___ Data lines
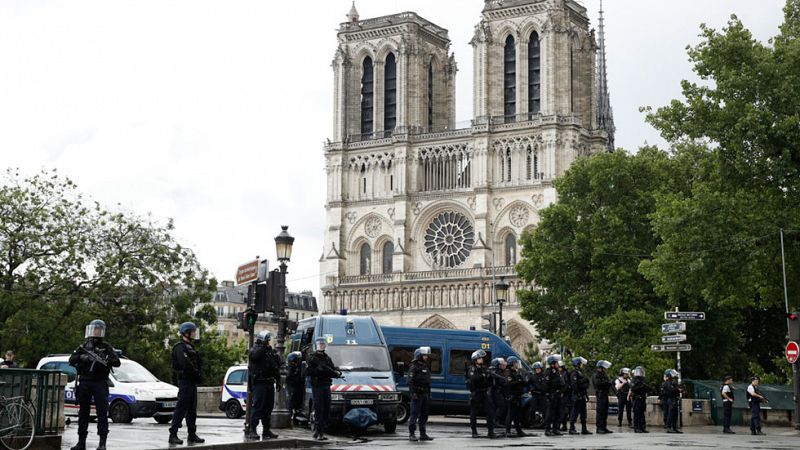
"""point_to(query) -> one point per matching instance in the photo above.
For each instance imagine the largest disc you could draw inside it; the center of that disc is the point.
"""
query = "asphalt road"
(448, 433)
______
___ Data lines
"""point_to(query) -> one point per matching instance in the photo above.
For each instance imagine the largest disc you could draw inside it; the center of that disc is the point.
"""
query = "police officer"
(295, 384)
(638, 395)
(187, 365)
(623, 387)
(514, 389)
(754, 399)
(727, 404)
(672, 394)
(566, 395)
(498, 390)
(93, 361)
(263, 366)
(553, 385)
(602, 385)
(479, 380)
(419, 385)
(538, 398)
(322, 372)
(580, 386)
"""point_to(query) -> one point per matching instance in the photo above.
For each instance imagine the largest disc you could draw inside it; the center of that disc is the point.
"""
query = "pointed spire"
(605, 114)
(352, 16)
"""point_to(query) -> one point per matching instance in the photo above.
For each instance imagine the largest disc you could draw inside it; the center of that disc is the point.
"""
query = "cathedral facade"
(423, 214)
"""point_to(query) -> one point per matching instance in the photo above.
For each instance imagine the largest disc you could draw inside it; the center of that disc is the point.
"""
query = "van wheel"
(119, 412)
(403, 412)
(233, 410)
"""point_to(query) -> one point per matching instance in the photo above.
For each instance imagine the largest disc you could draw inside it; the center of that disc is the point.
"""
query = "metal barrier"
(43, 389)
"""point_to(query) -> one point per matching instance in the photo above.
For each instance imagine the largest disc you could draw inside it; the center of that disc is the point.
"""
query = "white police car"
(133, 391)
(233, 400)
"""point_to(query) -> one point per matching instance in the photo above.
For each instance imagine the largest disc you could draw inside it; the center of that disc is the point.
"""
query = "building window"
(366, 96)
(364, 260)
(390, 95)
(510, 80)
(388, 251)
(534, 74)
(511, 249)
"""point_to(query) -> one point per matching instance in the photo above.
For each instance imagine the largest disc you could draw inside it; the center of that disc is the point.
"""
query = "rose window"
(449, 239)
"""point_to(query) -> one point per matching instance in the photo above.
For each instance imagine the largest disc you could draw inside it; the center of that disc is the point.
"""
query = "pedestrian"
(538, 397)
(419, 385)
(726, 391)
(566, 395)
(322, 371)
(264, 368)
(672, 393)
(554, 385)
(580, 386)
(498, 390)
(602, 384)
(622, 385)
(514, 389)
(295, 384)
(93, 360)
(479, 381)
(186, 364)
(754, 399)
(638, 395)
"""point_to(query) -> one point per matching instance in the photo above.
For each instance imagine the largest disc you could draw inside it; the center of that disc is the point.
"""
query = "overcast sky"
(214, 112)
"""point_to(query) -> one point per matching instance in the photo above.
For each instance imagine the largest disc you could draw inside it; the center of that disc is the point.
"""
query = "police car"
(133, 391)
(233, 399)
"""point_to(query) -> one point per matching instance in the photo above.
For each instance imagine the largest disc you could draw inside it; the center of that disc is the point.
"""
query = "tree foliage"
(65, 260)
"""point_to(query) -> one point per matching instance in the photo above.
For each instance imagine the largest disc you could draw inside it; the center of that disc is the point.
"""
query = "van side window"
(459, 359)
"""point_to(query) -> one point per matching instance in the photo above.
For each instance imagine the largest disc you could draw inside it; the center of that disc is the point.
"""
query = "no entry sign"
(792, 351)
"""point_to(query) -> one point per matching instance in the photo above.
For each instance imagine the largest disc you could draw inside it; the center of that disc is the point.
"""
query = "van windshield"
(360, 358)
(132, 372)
______
- [Given task]
Select every line of the data above that contains the word "police", matching case exactly, and copy those lines.

- [Exercise response]
query = "police officer"
query = "white police car"
query = "police car"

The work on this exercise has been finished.